◆ EXERCISE DIRECTIONS ◆
The records below need retyping in full; give them again exactly.

◆ DATA UNDER STUDY ◆

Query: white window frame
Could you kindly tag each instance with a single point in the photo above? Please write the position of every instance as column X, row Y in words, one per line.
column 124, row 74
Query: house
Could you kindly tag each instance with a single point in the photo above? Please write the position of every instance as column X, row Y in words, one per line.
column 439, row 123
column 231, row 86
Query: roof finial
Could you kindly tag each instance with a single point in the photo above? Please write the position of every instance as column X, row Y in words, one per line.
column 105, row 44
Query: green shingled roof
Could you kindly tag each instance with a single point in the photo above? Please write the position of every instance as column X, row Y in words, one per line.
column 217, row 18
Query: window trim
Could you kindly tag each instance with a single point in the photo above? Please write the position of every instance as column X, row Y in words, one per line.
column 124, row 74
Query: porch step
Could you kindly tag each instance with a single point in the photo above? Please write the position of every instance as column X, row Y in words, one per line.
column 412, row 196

◆ RESPONSE ◆
Query: white window frame
Could you kindly tag each instance with a single point in the photo above? Please write the position of every instance as column X, row Y in words, one per line.
column 124, row 74
Query: house
Could you kindly tag each instance with a single point in the photo above? Please write the position of every instance as column X, row Y in words, one per line.
column 439, row 123
column 231, row 86
Query: roof finial
Could you kindly tag each instance with a single point in the photo above? Please write the position of every instance as column X, row Y in words, one per line.
column 105, row 44
Query: green shingled roof
Could you kindly tag each instance with a single point in the photo above? Please write the position of every instance as column X, row Y in words, one per line.
column 217, row 18
Query: window trim
Could you kindly tag each instance with a single point in the photo above? Please write the position of every instance as column X, row Y in words, one per line.
column 124, row 74
Query: porch step
Could you kindly tag each instance with a single point in the photo above? Please write the position of every instance as column X, row Y in words, one per line.
column 412, row 196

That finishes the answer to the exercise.